_Extracted data:_

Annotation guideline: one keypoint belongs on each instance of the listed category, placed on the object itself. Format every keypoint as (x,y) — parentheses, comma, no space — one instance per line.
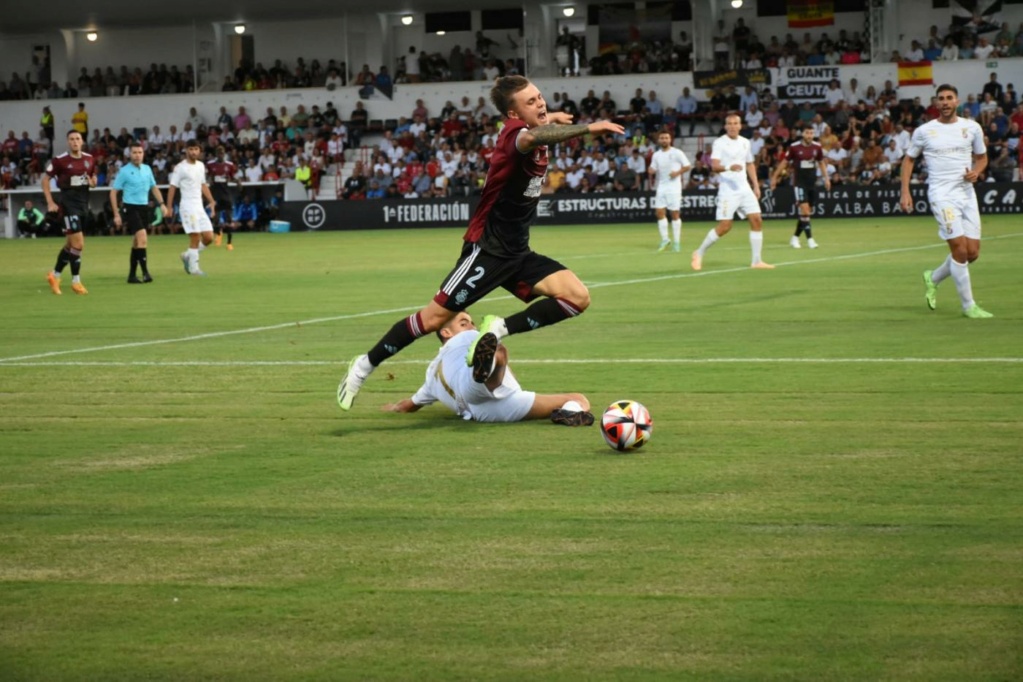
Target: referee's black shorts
(137,217)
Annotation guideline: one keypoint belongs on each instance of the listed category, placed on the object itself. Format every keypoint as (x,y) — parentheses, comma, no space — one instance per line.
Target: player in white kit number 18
(667,167)
(739,192)
(954,152)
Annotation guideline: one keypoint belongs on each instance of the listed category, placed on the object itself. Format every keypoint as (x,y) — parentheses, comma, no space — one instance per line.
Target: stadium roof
(40,16)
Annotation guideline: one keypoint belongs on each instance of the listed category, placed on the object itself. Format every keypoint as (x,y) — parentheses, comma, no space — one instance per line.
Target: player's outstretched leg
(352,381)
(572,417)
(482,357)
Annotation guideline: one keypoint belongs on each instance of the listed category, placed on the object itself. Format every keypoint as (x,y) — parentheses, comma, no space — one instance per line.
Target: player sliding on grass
(495,251)
(954,152)
(498,397)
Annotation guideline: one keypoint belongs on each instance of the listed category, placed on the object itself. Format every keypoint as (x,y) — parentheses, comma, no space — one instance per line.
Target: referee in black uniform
(136,181)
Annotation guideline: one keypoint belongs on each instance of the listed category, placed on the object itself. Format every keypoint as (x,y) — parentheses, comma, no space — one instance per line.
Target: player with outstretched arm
(495,252)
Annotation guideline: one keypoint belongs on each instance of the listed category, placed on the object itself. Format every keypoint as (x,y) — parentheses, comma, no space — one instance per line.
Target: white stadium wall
(164,110)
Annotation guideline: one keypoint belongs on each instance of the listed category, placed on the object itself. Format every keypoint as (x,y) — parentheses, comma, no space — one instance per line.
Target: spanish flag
(915,73)
(809,13)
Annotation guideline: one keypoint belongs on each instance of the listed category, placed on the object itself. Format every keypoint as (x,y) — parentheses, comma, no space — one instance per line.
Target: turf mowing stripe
(573,361)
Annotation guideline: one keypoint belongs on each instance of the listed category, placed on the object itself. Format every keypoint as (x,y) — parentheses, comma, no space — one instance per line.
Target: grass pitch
(832,490)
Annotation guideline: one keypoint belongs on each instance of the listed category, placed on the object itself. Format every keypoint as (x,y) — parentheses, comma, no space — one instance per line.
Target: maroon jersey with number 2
(500,223)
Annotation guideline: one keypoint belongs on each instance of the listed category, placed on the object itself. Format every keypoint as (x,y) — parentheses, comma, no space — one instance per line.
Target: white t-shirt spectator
(983,51)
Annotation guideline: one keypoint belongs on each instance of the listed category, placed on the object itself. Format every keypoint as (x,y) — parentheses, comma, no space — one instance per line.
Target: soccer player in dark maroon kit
(495,248)
(806,156)
(75,172)
(222,172)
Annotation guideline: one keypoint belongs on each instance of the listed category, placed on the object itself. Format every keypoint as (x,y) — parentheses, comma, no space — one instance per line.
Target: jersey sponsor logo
(534,186)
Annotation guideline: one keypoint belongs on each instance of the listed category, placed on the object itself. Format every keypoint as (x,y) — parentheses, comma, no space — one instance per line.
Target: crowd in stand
(739,47)
(863,131)
(964,42)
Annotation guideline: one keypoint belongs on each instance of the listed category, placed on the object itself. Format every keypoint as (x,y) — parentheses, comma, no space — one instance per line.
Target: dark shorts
(806,194)
(73,218)
(137,217)
(478,273)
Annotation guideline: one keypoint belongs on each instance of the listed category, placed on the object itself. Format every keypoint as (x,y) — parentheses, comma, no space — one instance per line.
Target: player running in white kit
(189,177)
(954,153)
(739,192)
(667,167)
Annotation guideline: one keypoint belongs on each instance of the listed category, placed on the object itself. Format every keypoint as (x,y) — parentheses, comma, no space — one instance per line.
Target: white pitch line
(353,316)
(519,361)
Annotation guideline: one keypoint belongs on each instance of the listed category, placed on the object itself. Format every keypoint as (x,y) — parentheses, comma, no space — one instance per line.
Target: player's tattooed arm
(549,134)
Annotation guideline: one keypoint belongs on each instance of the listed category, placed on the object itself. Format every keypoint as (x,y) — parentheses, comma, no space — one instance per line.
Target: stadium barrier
(568,209)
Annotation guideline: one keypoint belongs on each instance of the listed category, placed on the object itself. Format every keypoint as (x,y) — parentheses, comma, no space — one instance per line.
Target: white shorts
(957,213)
(507,404)
(668,199)
(195,220)
(729,202)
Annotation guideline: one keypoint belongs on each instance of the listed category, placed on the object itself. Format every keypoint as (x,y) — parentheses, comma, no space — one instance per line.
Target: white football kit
(735,195)
(449,380)
(948,150)
(189,178)
(668,193)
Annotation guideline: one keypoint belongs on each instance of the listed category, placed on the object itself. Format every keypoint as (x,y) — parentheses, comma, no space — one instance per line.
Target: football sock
(143,261)
(540,314)
(708,241)
(961,275)
(756,244)
(401,334)
(943,271)
(76,262)
(63,258)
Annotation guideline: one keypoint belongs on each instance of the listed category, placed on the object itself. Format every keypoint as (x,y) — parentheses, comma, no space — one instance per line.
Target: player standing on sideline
(495,251)
(137,182)
(189,175)
(669,165)
(807,156)
(498,398)
(75,172)
(223,172)
(954,152)
(739,191)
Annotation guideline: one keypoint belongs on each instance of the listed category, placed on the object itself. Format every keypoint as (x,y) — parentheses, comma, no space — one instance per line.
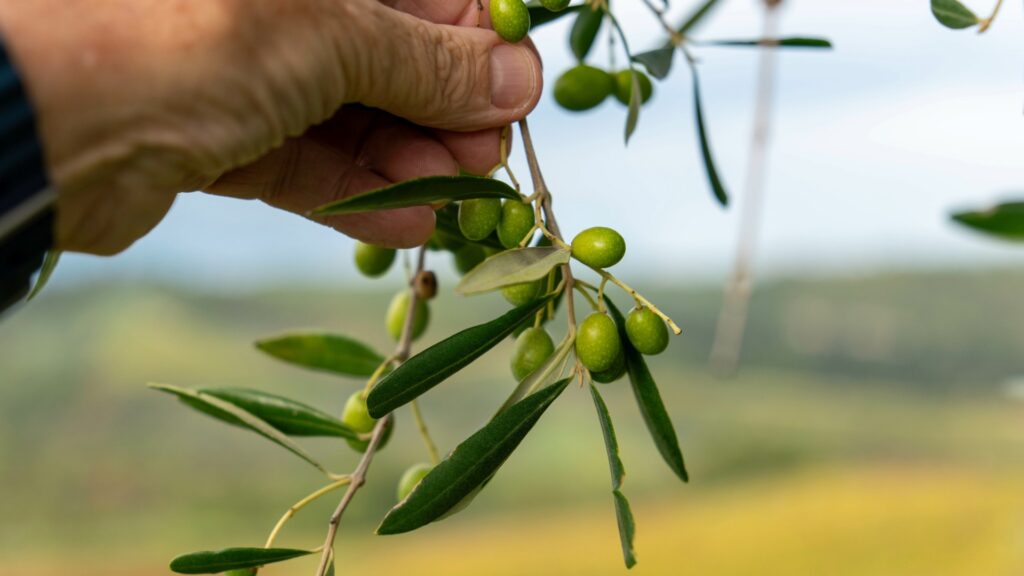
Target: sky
(873,145)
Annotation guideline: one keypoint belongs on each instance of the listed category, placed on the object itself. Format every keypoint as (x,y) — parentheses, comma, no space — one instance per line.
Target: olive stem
(986,23)
(342,481)
(541,188)
(421,424)
(640,299)
(358,478)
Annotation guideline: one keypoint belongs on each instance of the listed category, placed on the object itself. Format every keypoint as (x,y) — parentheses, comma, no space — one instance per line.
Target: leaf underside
(470,465)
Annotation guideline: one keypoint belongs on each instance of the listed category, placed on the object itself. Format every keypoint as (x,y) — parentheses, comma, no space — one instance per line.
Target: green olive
(411,479)
(395,319)
(519,294)
(510,18)
(624,86)
(583,87)
(356,416)
(373,260)
(597,342)
(532,347)
(646,331)
(611,374)
(599,247)
(478,217)
(468,257)
(555,5)
(517,219)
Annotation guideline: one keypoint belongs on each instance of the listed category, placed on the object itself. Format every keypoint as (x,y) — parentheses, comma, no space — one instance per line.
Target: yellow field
(884,521)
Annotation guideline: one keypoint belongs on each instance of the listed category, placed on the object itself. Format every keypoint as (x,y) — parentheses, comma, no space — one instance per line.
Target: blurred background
(876,426)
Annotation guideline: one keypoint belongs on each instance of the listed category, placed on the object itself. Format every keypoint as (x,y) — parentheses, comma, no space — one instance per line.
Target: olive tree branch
(357,478)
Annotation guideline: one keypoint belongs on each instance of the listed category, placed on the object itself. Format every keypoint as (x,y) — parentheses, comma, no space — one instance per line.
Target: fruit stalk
(357,478)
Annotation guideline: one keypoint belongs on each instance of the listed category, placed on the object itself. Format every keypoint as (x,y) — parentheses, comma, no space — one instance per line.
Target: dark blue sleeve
(26,218)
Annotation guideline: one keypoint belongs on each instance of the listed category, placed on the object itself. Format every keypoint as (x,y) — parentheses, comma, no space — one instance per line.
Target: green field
(870,433)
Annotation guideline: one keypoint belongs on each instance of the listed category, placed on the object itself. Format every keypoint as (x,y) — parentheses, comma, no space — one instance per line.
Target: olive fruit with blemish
(478,217)
(646,331)
(373,260)
(616,371)
(468,257)
(597,342)
(510,18)
(583,87)
(516,221)
(532,348)
(599,247)
(411,479)
(555,5)
(519,294)
(624,86)
(356,416)
(396,312)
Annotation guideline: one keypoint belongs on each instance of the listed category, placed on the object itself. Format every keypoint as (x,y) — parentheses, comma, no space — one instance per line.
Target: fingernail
(513,76)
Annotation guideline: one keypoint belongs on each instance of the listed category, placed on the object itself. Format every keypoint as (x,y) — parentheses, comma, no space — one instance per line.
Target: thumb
(457,78)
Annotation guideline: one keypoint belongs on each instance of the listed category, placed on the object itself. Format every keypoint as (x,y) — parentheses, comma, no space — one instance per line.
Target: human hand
(139,99)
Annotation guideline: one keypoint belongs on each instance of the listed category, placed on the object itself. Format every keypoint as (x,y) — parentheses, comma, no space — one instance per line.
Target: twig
(732,320)
(357,478)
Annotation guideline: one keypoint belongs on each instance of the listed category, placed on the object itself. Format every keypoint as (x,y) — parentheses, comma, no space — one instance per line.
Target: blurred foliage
(869,433)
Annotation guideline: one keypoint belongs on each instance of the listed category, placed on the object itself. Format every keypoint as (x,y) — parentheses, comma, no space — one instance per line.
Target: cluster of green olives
(583,87)
(510,18)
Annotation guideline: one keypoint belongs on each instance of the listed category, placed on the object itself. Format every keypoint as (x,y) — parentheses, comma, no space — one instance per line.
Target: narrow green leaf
(287,416)
(433,365)
(512,266)
(419,192)
(657,62)
(610,443)
(1003,220)
(696,16)
(649,401)
(627,528)
(215,562)
(328,353)
(470,464)
(633,117)
(539,15)
(540,376)
(792,42)
(709,160)
(229,413)
(951,13)
(49,264)
(585,31)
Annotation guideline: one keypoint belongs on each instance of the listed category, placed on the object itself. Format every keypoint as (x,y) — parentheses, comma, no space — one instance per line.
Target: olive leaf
(419,192)
(657,62)
(539,15)
(791,42)
(328,353)
(470,465)
(231,414)
(286,415)
(585,31)
(512,266)
(436,363)
(1003,220)
(215,562)
(649,401)
(709,160)
(541,375)
(446,223)
(951,13)
(49,264)
(696,16)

_Written exercise:_
Gather every line of the records that contains the word "grass" and copy each one in full.

_Written solution:_
Target: player sliding on grass
Target: grass pitch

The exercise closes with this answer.